### Aim
Recast the stretch of items from the line containing "jacket in this photo." through the line containing "[(403, 186)]" as a two-column CSV with the headers text and answer. Each item gets one row, with its text and its answer each in a separate quoted field and any line breaks turned into spaces.

Point annotation items
____________

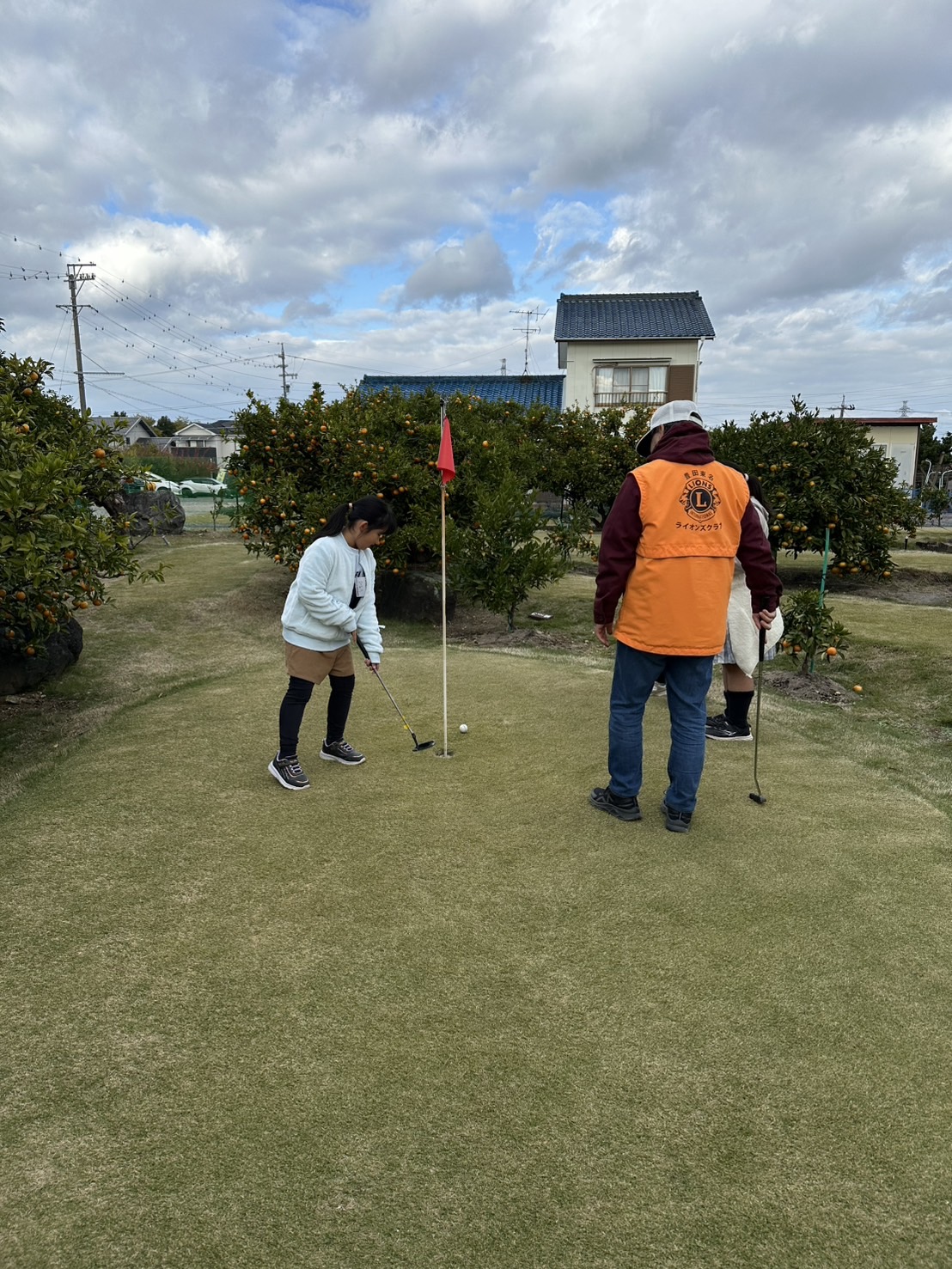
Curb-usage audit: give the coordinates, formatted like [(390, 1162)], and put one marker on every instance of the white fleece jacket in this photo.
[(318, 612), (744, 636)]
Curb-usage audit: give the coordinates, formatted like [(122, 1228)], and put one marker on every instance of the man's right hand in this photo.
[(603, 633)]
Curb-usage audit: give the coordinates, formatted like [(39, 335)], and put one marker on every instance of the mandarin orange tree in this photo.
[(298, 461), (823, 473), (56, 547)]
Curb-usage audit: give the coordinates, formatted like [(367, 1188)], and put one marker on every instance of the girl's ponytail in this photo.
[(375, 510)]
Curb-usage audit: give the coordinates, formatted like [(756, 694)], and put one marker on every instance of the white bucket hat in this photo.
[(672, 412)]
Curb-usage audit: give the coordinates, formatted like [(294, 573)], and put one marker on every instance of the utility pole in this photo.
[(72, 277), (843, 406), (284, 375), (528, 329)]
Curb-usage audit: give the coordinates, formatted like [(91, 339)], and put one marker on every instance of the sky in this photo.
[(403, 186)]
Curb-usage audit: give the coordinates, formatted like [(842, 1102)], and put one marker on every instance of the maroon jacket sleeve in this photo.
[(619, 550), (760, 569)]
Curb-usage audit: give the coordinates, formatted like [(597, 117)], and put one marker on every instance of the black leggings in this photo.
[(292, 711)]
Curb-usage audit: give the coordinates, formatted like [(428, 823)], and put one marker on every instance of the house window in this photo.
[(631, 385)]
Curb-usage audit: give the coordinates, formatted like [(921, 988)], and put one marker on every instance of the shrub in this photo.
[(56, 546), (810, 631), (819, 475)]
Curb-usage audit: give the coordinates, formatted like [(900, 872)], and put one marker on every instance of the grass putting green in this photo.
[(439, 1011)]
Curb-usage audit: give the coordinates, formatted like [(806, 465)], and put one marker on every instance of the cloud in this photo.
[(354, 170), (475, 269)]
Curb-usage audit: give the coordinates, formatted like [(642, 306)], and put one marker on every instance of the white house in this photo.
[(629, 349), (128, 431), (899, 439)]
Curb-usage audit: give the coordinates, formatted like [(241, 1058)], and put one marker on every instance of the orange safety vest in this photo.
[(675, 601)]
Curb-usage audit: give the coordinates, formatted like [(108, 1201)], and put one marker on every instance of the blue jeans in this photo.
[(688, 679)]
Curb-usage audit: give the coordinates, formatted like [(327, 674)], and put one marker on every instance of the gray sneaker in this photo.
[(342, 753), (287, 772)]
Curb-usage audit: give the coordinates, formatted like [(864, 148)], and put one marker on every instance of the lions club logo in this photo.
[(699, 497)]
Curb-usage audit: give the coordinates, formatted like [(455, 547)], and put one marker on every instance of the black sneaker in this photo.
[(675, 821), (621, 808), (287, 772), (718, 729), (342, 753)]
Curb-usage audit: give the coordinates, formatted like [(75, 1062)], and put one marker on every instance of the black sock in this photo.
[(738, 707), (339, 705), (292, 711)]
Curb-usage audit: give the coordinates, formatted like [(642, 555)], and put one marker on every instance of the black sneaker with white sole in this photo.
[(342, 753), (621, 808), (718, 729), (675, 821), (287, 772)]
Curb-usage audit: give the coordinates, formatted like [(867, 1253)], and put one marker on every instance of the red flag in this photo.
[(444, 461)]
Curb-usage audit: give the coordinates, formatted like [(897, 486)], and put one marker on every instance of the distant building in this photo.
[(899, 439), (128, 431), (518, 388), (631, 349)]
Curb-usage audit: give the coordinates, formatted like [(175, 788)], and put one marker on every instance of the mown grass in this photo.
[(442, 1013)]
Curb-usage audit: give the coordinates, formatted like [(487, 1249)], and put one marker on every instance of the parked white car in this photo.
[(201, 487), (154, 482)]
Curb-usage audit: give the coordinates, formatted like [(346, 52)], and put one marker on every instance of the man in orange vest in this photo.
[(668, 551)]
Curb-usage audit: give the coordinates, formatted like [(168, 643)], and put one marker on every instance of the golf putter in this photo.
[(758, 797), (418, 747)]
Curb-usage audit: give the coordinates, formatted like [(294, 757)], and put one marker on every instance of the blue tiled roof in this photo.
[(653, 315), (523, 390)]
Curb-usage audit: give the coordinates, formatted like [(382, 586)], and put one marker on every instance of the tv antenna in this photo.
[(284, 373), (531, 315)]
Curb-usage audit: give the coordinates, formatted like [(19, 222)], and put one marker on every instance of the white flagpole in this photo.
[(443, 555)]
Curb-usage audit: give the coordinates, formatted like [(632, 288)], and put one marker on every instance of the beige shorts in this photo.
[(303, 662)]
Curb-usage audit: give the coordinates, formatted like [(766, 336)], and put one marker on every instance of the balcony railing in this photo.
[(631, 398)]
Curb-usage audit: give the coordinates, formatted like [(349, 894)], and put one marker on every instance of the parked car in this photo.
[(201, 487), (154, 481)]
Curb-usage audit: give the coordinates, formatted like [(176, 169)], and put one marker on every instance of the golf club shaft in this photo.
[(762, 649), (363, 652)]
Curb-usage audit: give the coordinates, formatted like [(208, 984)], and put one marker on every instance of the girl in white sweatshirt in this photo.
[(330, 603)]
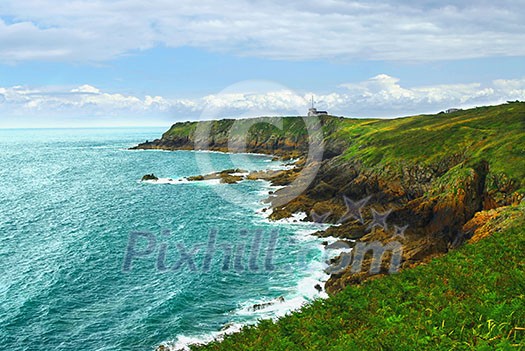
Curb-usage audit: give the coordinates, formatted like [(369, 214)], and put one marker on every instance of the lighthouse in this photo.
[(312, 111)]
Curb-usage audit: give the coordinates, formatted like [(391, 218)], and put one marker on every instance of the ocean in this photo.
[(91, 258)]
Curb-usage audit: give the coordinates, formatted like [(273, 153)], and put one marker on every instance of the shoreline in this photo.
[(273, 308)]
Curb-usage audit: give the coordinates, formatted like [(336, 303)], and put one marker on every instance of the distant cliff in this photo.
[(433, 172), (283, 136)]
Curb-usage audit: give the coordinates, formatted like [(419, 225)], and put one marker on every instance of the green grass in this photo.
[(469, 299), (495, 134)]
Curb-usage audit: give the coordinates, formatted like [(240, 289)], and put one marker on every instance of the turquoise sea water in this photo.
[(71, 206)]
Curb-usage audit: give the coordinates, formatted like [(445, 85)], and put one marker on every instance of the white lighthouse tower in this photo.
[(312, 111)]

____________

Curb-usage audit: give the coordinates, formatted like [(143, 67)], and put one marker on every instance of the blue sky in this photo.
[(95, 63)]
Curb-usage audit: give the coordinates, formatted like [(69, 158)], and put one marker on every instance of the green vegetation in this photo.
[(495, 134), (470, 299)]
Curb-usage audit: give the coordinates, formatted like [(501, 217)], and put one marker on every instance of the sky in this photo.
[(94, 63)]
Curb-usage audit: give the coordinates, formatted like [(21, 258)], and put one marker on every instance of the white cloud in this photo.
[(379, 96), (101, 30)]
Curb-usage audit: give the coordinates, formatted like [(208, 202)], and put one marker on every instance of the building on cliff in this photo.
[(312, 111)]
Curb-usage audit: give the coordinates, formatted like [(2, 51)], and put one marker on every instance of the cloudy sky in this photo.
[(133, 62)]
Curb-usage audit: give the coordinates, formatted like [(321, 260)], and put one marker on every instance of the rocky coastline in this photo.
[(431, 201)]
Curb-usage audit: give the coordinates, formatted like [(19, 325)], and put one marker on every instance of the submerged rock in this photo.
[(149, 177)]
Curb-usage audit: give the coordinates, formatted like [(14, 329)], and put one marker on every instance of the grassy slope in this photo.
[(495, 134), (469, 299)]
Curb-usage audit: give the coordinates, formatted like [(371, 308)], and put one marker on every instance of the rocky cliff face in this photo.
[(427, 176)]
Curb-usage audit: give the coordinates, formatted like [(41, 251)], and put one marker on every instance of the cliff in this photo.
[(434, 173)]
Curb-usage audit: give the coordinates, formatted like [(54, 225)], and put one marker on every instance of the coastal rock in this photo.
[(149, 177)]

____________

### Response
text,answer
"Curb-usage audit: give the coordinates, formatted like [(390, 1162)], and put one marker on every instance of the white fleece jacket in this photo.","[(318, 612), (744, 636)]"
"Curb-usage audit: give the coordinates, formatted like [(122, 1228)], and put one marker on every instance of the man's right hand in this photo.","[(603, 633)]"
"Curb-usage audit: give the coordinates, formatted like [(39, 335)], and put one marker on every instance of the mandarin orange tree in this photo.","[(298, 461), (823, 473), (56, 547)]"
"Curb-usage audit: give the coordinates, formatted like [(367, 1188)], and put one marker on every instance of the girl's ponytail in this photo.","[(375, 510)]"
"Curb-usage audit: give the coordinates, formatted like [(756, 694)], and put one marker on every instance of the white bucket hat in this photo.","[(672, 412)]"
"Curb-usage audit: give the coordinates, formatted like [(294, 573)], and put one marker on every instance of the utility pole in this photo.","[(72, 277), (843, 406), (284, 375), (528, 329)]"
"Curb-usage audit: give the coordinates, formatted like [(91, 339)], and put one marker on every instance of the sky in this photo.","[(403, 186)]"